= TEXT BLOCK =
Question

please see question in the attached file

Answer 1

getting there

Answer 2

i get
\[\sqrt{3}\]

Answer 3

the e = c/a ... for an allipse ; is it the same for a hyperbola tho?

Answer 4

@amistre i think (hope) it is
\[\sqrt{1+\frac{b^2}{a^2}}\]

Answer 5

@007 you want to see the work yes?

Answer 6

and you can check it for mistakes

Answer 7

for hyp we get:

\[e=\frac{\sqrt{a^2+b^2}}{a}\]
where a is the transverse vertex and b is the ghost of a departed ellipse :)

Answer 8

yes

Answer 9

ok start by taking the derivative of
\[\frac{x^2}{a^2}-\frac{y^2}{b^2}=1\] wrt x and get
\[\frac{2x}{a^2}-\frac{2yy'}{b^2}=0\] therefore after some algebra i get
\[y'=\frac{b^2x}{a^2y}\]

Answer 10

which is also: \(\cfrac{\text{focal length}}{\text{transverse axis}}\)

Answer 11

and so by substitution at the point (6,3) the slope is
\[\frac{6b^2}{3a^2}=\frac{2b^2}{a^2}\]
which means the normal line has slope
\[-\frac{a^2}{2b^2}\]

Answer 12

P = (6, 3)
xint = -(9, 0)
-----
-3, 3 ; slope = -1 for the normal

Answer 13

and the equation for the normal line is
\[y-3=-\frac{a^2}{2b^2}(x-6)\]
we know it passes through (9,0) so we know
\[0-3=-\frac{a^2}{2b^2}(9-6)\] i.e.
\[-3=-\frac{a^2}{2b^2}\times 3\] and algebra tells us that therefore
\[\frac{a^2}{2b^2}=1\] so
\[\frac{a^2}{b^2}=2\]

Answer 14

and so
\[e=\sqrt{1+\frac{b^2}{a^2}}=\sqrt{1+2}=\sqrt{3}\]

Answer 15

at last i got an answer please check if its correct
differentiating implicitly i got slope of normal as -ya^2/xb^2
and at given point the slope would be -a^2/2b^2
then equation of normal would be \[y-3=-a ^{2}/2b ^{2}(x-6)\]
but this equation satisfies the point (9,0)
then substituting x and y as 9 and 0 in the above equation i got
2b^=a^2
this give \[e =\sqrt{2b ^{2}+b ^{2}/2b ^{2}}\]
and (3/2)1/2

Answer 16

@amistre did you do this in two lines! dang!

Answer 17

@vikki i made a mistake

Answer 18

f(x,y) = (x/a)^2 - (y/b)^2 - 1

fx = 2x/a
fy = 2y/b

the gradient = (2x/a , 2y/b) ; point = (6,3)

(12/a, 6/b) = (-3 , 3) is what ive developed so far, right or wrong :)

Answer 19

a = -4 ; b=2 right?

= WHAT TO WORK ON =
Copy the part of the hyperbola thread starting with "f(x,y) = (x/a)^2" and going on through "-4 ; b=2 right?", word for word.

= ITEMS =
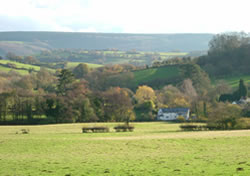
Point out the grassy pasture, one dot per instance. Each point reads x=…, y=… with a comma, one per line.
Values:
x=155, y=73
x=74, y=64
x=6, y=69
x=22, y=68
x=234, y=80
x=155, y=148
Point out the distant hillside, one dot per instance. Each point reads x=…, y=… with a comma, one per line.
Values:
x=37, y=41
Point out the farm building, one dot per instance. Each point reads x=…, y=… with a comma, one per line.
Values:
x=173, y=113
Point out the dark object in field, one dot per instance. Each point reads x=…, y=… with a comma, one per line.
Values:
x=123, y=128
x=95, y=129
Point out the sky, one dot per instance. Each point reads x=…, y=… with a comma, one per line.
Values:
x=126, y=16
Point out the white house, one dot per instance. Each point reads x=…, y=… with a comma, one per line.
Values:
x=173, y=113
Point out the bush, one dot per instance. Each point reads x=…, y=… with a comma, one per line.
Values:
x=95, y=129
x=243, y=123
x=124, y=128
x=181, y=119
x=192, y=127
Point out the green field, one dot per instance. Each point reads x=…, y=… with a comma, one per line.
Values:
x=155, y=148
x=234, y=80
x=155, y=73
x=23, y=69
x=6, y=69
x=74, y=64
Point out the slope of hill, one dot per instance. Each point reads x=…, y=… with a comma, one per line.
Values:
x=157, y=77
x=97, y=41
x=23, y=69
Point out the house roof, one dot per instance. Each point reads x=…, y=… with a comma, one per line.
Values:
x=172, y=110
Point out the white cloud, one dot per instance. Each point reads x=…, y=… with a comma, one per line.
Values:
x=133, y=16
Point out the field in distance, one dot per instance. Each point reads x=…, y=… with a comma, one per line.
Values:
x=155, y=148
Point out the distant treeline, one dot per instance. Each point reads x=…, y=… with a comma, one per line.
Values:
x=124, y=42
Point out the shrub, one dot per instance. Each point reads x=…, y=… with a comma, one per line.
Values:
x=95, y=129
x=25, y=131
x=243, y=123
x=181, y=119
x=192, y=127
x=124, y=128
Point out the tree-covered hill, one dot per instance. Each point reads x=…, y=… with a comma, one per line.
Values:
x=97, y=41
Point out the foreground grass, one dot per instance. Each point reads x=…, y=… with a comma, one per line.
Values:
x=152, y=149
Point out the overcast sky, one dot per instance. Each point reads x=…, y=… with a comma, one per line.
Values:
x=126, y=16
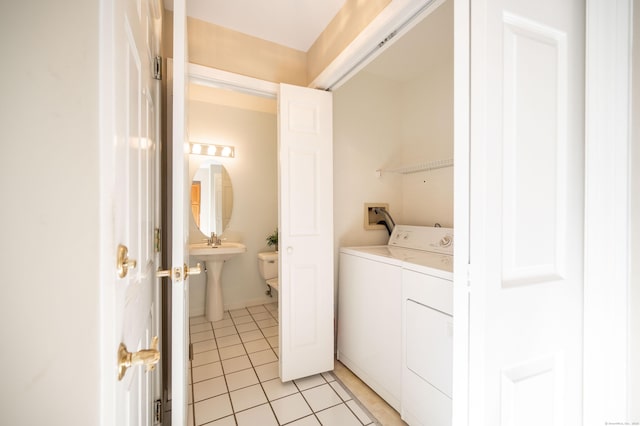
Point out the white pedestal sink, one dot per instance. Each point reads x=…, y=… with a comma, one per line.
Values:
x=215, y=257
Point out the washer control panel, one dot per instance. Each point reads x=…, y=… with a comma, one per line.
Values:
x=427, y=238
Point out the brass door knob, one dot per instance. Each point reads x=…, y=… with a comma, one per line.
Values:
x=192, y=270
x=124, y=263
x=147, y=357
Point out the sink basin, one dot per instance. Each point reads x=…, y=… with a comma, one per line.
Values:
x=215, y=257
x=225, y=251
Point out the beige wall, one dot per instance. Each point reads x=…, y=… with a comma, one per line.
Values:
x=427, y=135
x=217, y=47
x=49, y=219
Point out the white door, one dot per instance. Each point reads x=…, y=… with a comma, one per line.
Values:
x=305, y=127
x=180, y=206
x=131, y=292
x=526, y=212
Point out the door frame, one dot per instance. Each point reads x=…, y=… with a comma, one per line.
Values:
x=609, y=29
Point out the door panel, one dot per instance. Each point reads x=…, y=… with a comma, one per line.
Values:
x=132, y=190
x=180, y=211
x=306, y=231
x=526, y=220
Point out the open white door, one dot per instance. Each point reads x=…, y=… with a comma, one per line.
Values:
x=179, y=219
x=526, y=212
x=305, y=138
x=129, y=160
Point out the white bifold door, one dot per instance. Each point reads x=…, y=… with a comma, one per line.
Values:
x=305, y=155
x=526, y=212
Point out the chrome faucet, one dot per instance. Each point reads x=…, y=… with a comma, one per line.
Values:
x=214, y=240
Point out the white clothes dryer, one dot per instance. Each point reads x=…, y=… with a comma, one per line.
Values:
x=395, y=320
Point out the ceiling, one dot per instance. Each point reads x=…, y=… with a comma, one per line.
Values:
x=425, y=45
x=292, y=23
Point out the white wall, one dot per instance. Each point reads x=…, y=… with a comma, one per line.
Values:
x=634, y=308
x=253, y=174
x=49, y=219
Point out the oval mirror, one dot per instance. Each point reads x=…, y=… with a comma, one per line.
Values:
x=211, y=197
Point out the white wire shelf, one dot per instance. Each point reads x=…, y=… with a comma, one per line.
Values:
x=420, y=167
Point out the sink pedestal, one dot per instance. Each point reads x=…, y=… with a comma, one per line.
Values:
x=214, y=308
x=215, y=257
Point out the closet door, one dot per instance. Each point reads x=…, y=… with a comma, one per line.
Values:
x=305, y=127
x=526, y=204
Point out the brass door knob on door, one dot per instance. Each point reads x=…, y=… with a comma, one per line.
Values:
x=124, y=263
x=147, y=357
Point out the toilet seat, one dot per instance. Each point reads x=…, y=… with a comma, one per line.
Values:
x=273, y=283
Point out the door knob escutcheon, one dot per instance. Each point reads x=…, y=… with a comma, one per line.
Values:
x=147, y=357
x=124, y=263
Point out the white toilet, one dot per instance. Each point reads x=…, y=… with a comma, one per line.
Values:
x=268, y=266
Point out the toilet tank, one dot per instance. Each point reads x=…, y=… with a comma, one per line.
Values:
x=268, y=264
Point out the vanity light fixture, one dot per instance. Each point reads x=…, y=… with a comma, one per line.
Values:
x=212, y=150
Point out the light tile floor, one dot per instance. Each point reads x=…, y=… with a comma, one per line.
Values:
x=234, y=378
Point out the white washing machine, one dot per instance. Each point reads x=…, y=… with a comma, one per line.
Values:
x=395, y=320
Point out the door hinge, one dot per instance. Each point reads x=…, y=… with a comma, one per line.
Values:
x=157, y=68
x=157, y=244
x=157, y=411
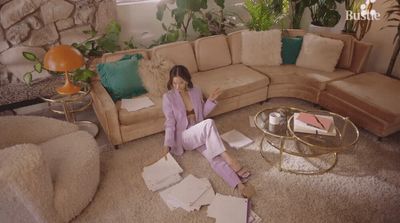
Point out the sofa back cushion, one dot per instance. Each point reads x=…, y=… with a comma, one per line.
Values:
x=348, y=48
x=235, y=46
x=111, y=57
x=261, y=48
x=121, y=78
x=319, y=53
x=180, y=53
x=212, y=52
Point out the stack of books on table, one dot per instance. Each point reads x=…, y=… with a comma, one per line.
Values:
x=190, y=194
x=314, y=124
x=161, y=174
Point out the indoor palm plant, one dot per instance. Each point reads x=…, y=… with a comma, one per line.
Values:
x=358, y=28
x=265, y=13
x=392, y=16
x=323, y=12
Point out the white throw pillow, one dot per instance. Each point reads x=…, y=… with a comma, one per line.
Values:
x=155, y=74
x=319, y=53
x=261, y=48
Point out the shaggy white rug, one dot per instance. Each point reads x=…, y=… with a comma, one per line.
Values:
x=363, y=187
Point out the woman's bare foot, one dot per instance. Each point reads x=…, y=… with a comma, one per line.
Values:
x=246, y=191
x=242, y=171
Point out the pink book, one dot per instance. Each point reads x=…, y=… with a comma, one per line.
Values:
x=316, y=121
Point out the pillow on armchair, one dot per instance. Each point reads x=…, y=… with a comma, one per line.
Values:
x=155, y=74
x=121, y=78
x=319, y=53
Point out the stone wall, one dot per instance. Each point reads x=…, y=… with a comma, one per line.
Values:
x=36, y=25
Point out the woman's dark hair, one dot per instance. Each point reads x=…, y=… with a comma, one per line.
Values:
x=182, y=72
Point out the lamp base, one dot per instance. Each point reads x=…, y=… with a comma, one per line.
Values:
x=68, y=88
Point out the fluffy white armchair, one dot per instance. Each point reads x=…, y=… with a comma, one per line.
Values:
x=49, y=170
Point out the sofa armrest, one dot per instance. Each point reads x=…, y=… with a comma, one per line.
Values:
x=360, y=56
x=26, y=188
x=106, y=112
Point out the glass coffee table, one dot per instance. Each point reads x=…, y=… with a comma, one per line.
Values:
x=310, y=148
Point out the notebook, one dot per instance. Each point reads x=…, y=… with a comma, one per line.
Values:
x=236, y=139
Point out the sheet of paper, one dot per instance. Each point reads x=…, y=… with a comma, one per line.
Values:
x=134, y=104
x=228, y=209
x=160, y=171
x=299, y=126
x=189, y=190
x=251, y=121
x=236, y=139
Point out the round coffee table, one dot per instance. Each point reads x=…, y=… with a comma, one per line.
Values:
x=304, y=145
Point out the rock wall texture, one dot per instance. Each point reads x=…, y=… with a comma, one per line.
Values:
x=36, y=25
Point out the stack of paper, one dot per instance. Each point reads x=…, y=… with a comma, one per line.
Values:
x=162, y=174
x=134, y=104
x=228, y=209
x=236, y=139
x=314, y=124
x=190, y=194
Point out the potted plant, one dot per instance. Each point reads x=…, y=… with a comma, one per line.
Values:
x=358, y=28
x=392, y=16
x=323, y=12
x=265, y=13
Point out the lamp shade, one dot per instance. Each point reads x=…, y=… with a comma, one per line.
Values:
x=63, y=58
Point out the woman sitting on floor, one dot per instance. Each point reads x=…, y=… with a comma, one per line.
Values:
x=186, y=129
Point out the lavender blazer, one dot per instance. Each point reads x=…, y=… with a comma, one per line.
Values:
x=176, y=119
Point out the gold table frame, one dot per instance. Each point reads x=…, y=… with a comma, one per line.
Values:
x=67, y=106
x=286, y=133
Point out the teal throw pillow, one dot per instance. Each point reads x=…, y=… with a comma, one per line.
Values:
x=121, y=78
x=291, y=47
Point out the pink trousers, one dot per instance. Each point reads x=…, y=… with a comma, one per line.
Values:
x=204, y=137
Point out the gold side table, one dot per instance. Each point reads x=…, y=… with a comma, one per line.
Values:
x=305, y=146
x=70, y=104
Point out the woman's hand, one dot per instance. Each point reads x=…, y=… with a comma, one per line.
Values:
x=165, y=151
x=215, y=94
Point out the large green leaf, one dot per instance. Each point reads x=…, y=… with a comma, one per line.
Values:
x=28, y=78
x=220, y=3
x=29, y=56
x=200, y=25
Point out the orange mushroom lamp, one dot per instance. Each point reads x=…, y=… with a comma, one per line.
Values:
x=64, y=58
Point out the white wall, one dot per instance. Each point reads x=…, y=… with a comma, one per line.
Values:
x=138, y=19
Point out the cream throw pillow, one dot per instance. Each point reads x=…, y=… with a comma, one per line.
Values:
x=261, y=48
x=319, y=53
x=155, y=74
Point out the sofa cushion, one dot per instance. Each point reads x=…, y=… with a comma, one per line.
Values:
x=291, y=47
x=372, y=92
x=180, y=52
x=235, y=46
x=212, y=52
x=155, y=74
x=291, y=74
x=319, y=53
x=142, y=115
x=347, y=51
x=121, y=78
x=234, y=80
x=261, y=48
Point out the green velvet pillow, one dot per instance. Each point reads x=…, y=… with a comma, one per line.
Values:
x=291, y=47
x=121, y=78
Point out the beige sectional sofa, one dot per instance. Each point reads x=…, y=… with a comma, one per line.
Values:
x=216, y=62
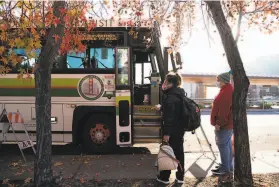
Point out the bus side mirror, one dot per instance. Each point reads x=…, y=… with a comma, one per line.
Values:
x=178, y=59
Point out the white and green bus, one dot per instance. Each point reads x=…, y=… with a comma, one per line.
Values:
x=101, y=98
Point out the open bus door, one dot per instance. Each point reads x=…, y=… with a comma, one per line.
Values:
x=123, y=96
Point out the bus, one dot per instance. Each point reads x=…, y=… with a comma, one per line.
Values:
x=102, y=98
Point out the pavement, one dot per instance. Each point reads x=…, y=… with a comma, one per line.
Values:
x=264, y=143
x=137, y=166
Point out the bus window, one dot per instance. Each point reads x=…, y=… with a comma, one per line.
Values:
x=142, y=70
x=102, y=58
x=147, y=69
x=123, y=62
x=75, y=60
x=138, y=73
x=27, y=63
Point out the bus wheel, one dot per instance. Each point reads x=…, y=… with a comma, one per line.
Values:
x=98, y=135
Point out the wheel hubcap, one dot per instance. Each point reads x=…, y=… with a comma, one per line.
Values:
x=99, y=134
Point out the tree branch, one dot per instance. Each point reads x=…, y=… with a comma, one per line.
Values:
x=238, y=27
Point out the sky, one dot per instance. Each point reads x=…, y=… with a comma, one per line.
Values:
x=259, y=51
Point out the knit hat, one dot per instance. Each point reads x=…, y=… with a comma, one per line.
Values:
x=224, y=77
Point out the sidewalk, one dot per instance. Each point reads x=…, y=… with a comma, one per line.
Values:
x=109, y=167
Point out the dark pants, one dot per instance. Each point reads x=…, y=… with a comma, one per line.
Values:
x=176, y=142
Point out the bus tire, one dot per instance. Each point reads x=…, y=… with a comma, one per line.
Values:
x=99, y=134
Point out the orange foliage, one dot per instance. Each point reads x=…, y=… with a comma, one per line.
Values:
x=25, y=25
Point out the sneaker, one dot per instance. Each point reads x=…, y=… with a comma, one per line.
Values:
x=180, y=181
x=216, y=168
x=162, y=181
x=220, y=171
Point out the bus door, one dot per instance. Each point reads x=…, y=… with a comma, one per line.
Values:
x=123, y=96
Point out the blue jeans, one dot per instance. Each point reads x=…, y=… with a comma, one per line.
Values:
x=224, y=142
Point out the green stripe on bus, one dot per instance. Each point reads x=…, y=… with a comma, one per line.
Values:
x=29, y=83
x=63, y=92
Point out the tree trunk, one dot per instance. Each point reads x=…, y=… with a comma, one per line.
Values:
x=43, y=167
x=243, y=174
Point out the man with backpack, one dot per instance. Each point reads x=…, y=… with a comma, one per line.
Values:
x=172, y=127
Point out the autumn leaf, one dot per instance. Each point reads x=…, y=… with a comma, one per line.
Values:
x=19, y=43
x=56, y=21
x=82, y=180
x=2, y=49
x=6, y=181
x=56, y=37
x=37, y=44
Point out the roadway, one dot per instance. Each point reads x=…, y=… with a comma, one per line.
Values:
x=263, y=129
x=262, y=125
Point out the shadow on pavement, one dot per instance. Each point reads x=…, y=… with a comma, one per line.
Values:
x=70, y=149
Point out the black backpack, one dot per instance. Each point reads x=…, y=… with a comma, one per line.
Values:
x=190, y=114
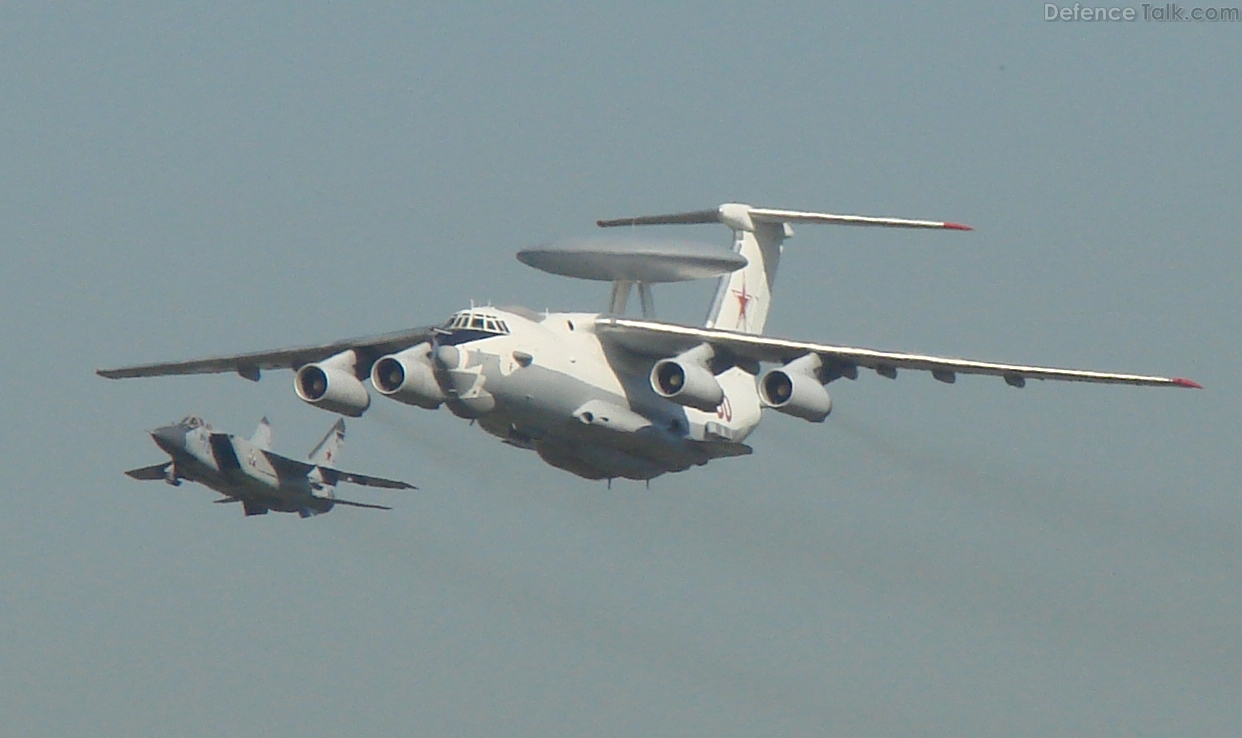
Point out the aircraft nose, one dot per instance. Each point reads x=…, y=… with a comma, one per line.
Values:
x=170, y=437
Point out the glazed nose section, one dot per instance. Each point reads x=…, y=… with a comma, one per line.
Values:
x=170, y=437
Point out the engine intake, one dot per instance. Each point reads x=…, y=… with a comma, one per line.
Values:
x=330, y=384
x=795, y=389
x=687, y=380
x=409, y=377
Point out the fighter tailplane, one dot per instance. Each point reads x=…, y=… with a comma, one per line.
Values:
x=744, y=296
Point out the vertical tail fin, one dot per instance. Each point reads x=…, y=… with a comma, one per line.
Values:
x=327, y=451
x=744, y=297
x=262, y=436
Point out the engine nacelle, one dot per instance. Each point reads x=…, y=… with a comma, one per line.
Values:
x=795, y=389
x=687, y=380
x=330, y=384
x=409, y=377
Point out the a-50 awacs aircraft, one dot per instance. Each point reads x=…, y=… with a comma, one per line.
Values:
x=605, y=395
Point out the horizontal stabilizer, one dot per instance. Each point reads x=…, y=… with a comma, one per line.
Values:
x=739, y=216
x=150, y=472
x=693, y=218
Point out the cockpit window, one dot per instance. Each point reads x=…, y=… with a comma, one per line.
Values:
x=476, y=322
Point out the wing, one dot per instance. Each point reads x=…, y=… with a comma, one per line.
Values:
x=665, y=339
x=368, y=348
x=367, y=505
x=334, y=476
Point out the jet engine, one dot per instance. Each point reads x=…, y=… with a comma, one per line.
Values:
x=333, y=385
x=795, y=389
x=687, y=379
x=409, y=377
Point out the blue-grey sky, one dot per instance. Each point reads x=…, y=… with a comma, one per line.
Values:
x=934, y=560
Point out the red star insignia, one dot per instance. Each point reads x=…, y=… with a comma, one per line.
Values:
x=744, y=300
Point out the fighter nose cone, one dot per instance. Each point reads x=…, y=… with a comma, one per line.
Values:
x=170, y=437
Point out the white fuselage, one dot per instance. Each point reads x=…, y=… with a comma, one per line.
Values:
x=549, y=383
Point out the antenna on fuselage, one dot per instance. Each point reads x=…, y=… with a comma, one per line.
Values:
x=632, y=264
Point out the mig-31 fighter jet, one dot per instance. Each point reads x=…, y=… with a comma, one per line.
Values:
x=609, y=395
x=249, y=472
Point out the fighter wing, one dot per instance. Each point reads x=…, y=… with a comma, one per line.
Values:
x=150, y=472
x=334, y=476
x=666, y=339
x=368, y=348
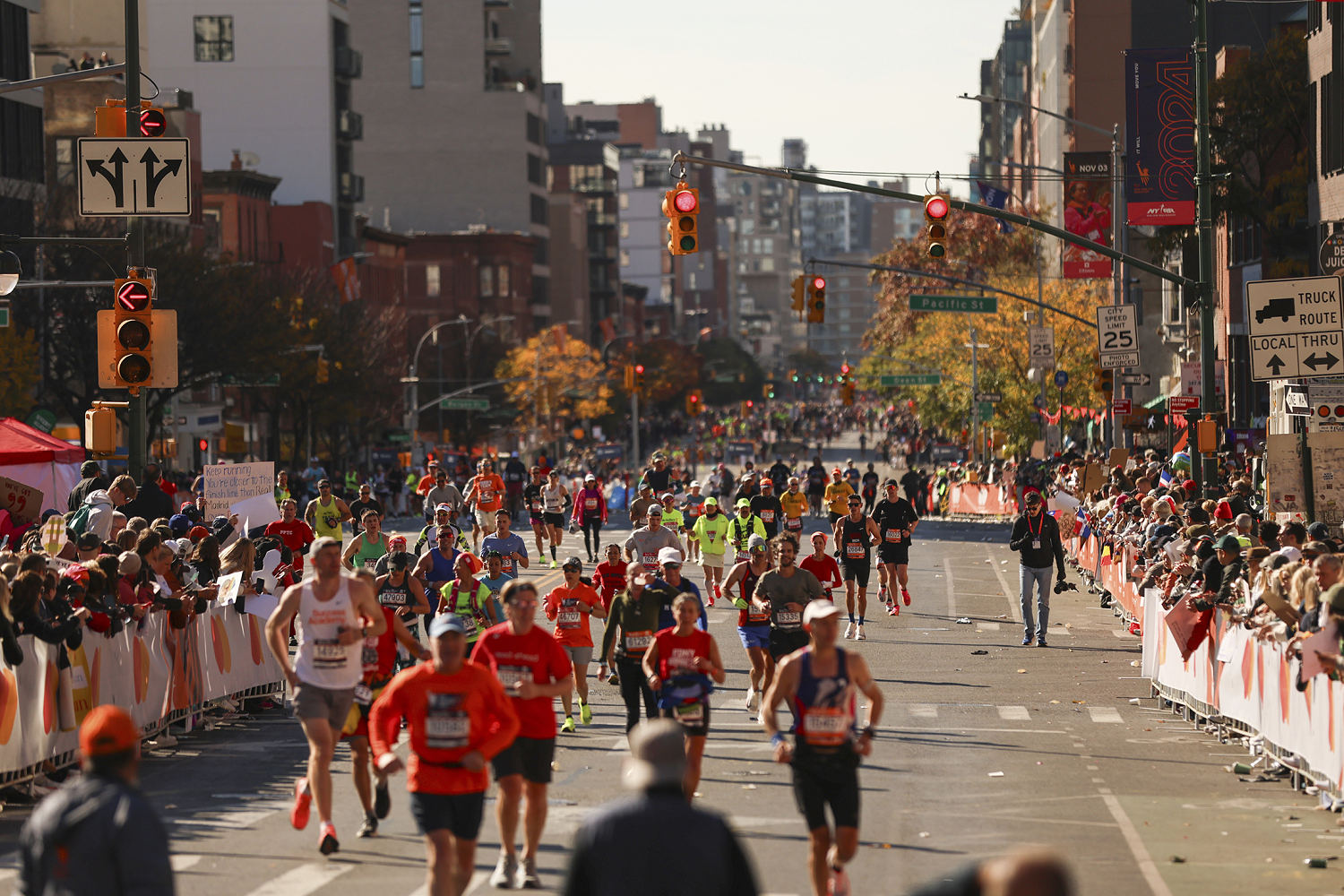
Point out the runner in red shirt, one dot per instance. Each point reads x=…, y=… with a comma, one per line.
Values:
x=534, y=670
x=822, y=564
x=457, y=718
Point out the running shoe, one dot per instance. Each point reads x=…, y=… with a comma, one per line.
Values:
x=328, y=844
x=303, y=804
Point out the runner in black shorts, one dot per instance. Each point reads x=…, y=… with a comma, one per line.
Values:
x=819, y=684
x=855, y=533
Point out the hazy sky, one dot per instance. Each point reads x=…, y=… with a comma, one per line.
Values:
x=870, y=85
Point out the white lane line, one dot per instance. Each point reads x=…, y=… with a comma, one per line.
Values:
x=303, y=880
x=1136, y=847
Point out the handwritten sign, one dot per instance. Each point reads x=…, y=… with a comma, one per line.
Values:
x=23, y=501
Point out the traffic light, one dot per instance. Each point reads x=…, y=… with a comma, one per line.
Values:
x=816, y=300
x=682, y=207
x=937, y=210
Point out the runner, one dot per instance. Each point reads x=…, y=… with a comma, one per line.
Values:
x=379, y=662
x=679, y=665
x=534, y=670
x=711, y=535
x=753, y=622
x=554, y=497
x=457, y=719
x=368, y=546
x=629, y=632
x=819, y=683
x=569, y=606
x=325, y=512
x=335, y=614
x=590, y=513
x=855, y=533
x=897, y=520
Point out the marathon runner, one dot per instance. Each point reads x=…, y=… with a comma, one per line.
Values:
x=711, y=535
x=819, y=683
x=629, y=632
x=534, y=670
x=457, y=719
x=679, y=667
x=569, y=606
x=335, y=613
x=379, y=662
x=590, y=513
x=897, y=520
x=753, y=622
x=855, y=533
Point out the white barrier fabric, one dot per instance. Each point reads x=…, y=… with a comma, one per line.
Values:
x=152, y=672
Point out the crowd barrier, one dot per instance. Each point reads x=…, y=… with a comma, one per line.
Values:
x=155, y=672
x=1230, y=678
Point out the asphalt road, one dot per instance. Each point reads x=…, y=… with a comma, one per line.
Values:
x=984, y=745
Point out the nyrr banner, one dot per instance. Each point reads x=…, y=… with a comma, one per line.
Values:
x=1088, y=204
x=1160, y=126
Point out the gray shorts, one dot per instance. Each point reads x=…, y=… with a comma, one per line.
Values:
x=578, y=656
x=331, y=704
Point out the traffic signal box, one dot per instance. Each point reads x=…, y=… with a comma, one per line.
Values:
x=937, y=211
x=682, y=209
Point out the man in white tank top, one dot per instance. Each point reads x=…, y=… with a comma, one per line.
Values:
x=335, y=613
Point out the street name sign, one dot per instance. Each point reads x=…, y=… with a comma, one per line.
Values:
x=145, y=177
x=1296, y=328
x=1117, y=336
x=978, y=304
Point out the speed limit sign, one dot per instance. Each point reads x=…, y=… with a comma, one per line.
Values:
x=1117, y=336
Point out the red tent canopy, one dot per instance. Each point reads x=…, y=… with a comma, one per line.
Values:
x=21, y=444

= TASK SOLUTION =
f(x,y) = (x/a)^2 - (y/b)^2 - 1

fx = 2x/a
fy = 2y/b

the gradient = (2x/a , 2y/b) ; point = (6,3)

(12/a, 6/b) = (-3 , 3) is what ive developed so far, right or wrong :)

Answer 19

a = -4 ; b=2 right?